## Task statement
So that nothing is lost, restate each entry exactly as supplied.

────────────────

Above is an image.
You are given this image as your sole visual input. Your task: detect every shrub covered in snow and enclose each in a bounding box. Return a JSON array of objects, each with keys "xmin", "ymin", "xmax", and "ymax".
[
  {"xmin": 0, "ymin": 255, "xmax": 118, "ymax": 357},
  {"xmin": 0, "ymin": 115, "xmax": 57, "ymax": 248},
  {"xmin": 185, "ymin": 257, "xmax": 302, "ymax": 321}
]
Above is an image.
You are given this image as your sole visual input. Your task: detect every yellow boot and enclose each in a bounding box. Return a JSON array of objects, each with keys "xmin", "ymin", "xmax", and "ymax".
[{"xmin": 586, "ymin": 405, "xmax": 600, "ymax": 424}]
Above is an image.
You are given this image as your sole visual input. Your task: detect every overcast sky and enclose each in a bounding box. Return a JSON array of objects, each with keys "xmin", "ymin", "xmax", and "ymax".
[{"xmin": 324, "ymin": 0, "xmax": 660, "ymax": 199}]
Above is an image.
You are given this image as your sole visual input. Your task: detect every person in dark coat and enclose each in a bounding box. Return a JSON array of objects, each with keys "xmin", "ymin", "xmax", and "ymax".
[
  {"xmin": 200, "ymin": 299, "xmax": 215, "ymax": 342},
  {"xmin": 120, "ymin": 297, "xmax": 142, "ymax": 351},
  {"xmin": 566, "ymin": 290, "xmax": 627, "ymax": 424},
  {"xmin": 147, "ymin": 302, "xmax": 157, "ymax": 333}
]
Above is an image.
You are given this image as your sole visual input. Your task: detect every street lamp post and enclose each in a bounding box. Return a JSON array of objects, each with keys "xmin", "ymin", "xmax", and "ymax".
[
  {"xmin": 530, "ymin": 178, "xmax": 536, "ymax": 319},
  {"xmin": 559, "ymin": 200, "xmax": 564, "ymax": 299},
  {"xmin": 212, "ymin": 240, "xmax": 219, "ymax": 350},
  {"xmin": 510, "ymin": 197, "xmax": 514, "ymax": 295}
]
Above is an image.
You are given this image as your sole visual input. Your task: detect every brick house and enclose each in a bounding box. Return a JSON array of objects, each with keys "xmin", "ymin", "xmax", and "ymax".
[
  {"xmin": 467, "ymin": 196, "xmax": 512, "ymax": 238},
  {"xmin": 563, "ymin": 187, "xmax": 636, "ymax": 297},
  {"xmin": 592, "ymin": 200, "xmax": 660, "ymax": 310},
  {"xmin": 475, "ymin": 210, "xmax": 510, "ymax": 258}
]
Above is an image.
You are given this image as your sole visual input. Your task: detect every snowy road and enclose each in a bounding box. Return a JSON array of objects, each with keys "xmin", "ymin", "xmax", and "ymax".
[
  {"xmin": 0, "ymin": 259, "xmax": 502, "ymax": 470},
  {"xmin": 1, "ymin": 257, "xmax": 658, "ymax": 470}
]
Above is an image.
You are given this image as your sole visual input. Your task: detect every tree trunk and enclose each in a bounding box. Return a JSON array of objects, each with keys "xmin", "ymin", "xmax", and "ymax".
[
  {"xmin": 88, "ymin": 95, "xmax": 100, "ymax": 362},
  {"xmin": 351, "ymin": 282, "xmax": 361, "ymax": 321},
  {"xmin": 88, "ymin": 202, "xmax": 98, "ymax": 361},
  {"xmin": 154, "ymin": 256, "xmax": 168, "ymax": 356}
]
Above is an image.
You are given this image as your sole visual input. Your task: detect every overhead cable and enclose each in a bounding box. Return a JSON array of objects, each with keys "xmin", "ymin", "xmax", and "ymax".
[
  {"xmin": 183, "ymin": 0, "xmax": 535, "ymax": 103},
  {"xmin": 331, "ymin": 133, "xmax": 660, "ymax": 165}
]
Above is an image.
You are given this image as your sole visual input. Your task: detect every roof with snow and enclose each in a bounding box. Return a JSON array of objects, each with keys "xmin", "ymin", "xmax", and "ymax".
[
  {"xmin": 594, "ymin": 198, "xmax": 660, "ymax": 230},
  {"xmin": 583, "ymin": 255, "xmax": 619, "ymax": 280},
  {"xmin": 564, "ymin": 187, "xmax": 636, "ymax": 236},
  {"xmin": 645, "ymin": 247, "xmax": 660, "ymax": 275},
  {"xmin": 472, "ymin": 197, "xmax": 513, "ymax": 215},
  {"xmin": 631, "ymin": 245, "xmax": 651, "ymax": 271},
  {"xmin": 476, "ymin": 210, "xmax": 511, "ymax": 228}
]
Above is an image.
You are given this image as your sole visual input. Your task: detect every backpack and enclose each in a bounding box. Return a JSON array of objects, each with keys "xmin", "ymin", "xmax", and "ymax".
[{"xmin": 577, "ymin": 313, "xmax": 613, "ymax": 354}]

────────────────

## Your solution
Above is an image.
You are given this image as your sole visual input. Your task: detect every shrub covered in snow and enclose each in a bounding box. Return a JSON array of objects, each with keys "xmin", "ymin", "xmax", and "ymax".
[
  {"xmin": 0, "ymin": 255, "xmax": 118, "ymax": 357},
  {"xmin": 0, "ymin": 115, "xmax": 57, "ymax": 248},
  {"xmin": 185, "ymin": 257, "xmax": 302, "ymax": 321}
]
Above is an image.
You are given this image as your sole visual input. Your task: detect every yellow boot and enclose each in a bounding box. Return a JSON array of objects, each with keys "xmin", "ymin", "xmax", and "ymax".
[{"xmin": 586, "ymin": 405, "xmax": 600, "ymax": 424}]
Above is an image.
You are given this image as your sole visual input. Your task: detect every overcast sky and enclose each in a bounding box. Return a JSON array of objects, each with keys "xmin", "ymin", "xmax", and "ymax".
[{"xmin": 324, "ymin": 0, "xmax": 660, "ymax": 199}]
Above is an image.
You are given this image as your sole visual input. Your task: detect every person in dark coat and enclose each in a bounding box. Return a JSON array of objects, each with keys "xmin", "ymin", "xmax", and "ymax".
[
  {"xmin": 200, "ymin": 299, "xmax": 215, "ymax": 342},
  {"xmin": 120, "ymin": 297, "xmax": 142, "ymax": 351},
  {"xmin": 566, "ymin": 290, "xmax": 627, "ymax": 424},
  {"xmin": 147, "ymin": 302, "xmax": 157, "ymax": 333}
]
Above is an image.
You are given this image as your sole visual input. Your task: detect every street lamp post and enclose each in a bounding box. Return a JSON array of objects, each with keys "xmin", "ymin", "xmax", and "ymax".
[
  {"xmin": 530, "ymin": 178, "xmax": 536, "ymax": 319},
  {"xmin": 559, "ymin": 200, "xmax": 564, "ymax": 299},
  {"xmin": 212, "ymin": 240, "xmax": 219, "ymax": 350},
  {"xmin": 510, "ymin": 197, "xmax": 514, "ymax": 295}
]
Above is an image.
You are given this image as your sole visual input. Your task: detect every brick house and enclose each in a bounding box. Return a JSON array of objects, each with keys "xmin", "ymin", "xmax", and "ymax".
[
  {"xmin": 467, "ymin": 196, "xmax": 512, "ymax": 238},
  {"xmin": 563, "ymin": 187, "xmax": 636, "ymax": 297},
  {"xmin": 592, "ymin": 200, "xmax": 660, "ymax": 310},
  {"xmin": 475, "ymin": 210, "xmax": 510, "ymax": 258}
]
Above is an image.
You are given this image as your sole visual input. Your task: detect every snowy road and enclose each in a bounding box. Return a JSON array of objects, each with keys "xmin", "ymin", "xmax", and "ymax".
[
  {"xmin": 0, "ymin": 259, "xmax": 502, "ymax": 470},
  {"xmin": 1, "ymin": 257, "xmax": 658, "ymax": 470}
]
Above is an image.
You are given this image as your sole visual input. Your task: detect every tree trunk and enclose each in a bounding box. Return a JSON array of objects, each with keys "xmin", "ymin", "xmax", and "ymax".
[
  {"xmin": 88, "ymin": 95, "xmax": 100, "ymax": 362},
  {"xmin": 351, "ymin": 282, "xmax": 361, "ymax": 321},
  {"xmin": 88, "ymin": 202, "xmax": 98, "ymax": 361},
  {"xmin": 154, "ymin": 256, "xmax": 168, "ymax": 356}
]
Above is an image.
You are given this image as your sole visual input. Your task: detect every overhead cable and enclose each in a bounding box. Return a JSON array of objects, each with keys "xmin", "ymin", "xmax", and "ymax".
[
  {"xmin": 183, "ymin": 0, "xmax": 535, "ymax": 103},
  {"xmin": 331, "ymin": 133, "xmax": 660, "ymax": 165}
]
Above is an image.
You are given this image as your sole visual input. Your task: detect every roof with snow and enclose each in a bounding box. Return a JSON array of objects, each with keys "xmin", "ymin", "xmax", and "ymax".
[
  {"xmin": 594, "ymin": 198, "xmax": 660, "ymax": 230},
  {"xmin": 583, "ymin": 255, "xmax": 619, "ymax": 280},
  {"xmin": 564, "ymin": 187, "xmax": 636, "ymax": 236},
  {"xmin": 645, "ymin": 247, "xmax": 660, "ymax": 275},
  {"xmin": 472, "ymin": 197, "xmax": 513, "ymax": 215},
  {"xmin": 631, "ymin": 245, "xmax": 651, "ymax": 271},
  {"xmin": 476, "ymin": 210, "xmax": 511, "ymax": 228}
]
Above is an image.
You are given this image as your sole visual input. Your task: detect every backpack and enclose each in a bounding box. Return a JSON array of objects, each with keys "xmin", "ymin", "xmax", and "ymax".
[{"xmin": 577, "ymin": 313, "xmax": 613, "ymax": 354}]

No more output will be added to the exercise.